Rewrite all of the data below as a numbered list, leaving out any blank lines.

# ENTRIES PROVIDED start

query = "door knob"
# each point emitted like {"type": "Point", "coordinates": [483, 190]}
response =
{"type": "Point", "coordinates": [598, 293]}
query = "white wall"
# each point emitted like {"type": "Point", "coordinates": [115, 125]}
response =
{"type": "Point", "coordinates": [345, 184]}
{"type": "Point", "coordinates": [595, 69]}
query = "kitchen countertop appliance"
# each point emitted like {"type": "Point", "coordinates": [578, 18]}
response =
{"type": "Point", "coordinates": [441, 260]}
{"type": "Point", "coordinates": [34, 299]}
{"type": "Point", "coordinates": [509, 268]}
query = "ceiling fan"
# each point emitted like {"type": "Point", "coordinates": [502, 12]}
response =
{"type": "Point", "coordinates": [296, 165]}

# ENTRIES PROVIDED end

= RESULT =
1. query = "door knob"
2. # each point emitted like {"type": "Point", "coordinates": [483, 190]}
3. response =
4. {"type": "Point", "coordinates": [598, 293]}
5. query = "white wall"
6. # each point emitted like {"type": "Point", "coordinates": [115, 125]}
7. response =
8. {"type": "Point", "coordinates": [345, 184]}
9. {"type": "Point", "coordinates": [595, 69]}
10. query = "kitchen countertop appliance"
11. # each point emitted like {"type": "Point", "coordinates": [578, 18]}
12. response =
13. {"type": "Point", "coordinates": [441, 260]}
14. {"type": "Point", "coordinates": [34, 299]}
15. {"type": "Point", "coordinates": [509, 268]}
16. query = "ceiling fan"
17. # each point emitted like {"type": "Point", "coordinates": [502, 12]}
18. response =
19. {"type": "Point", "coordinates": [296, 165]}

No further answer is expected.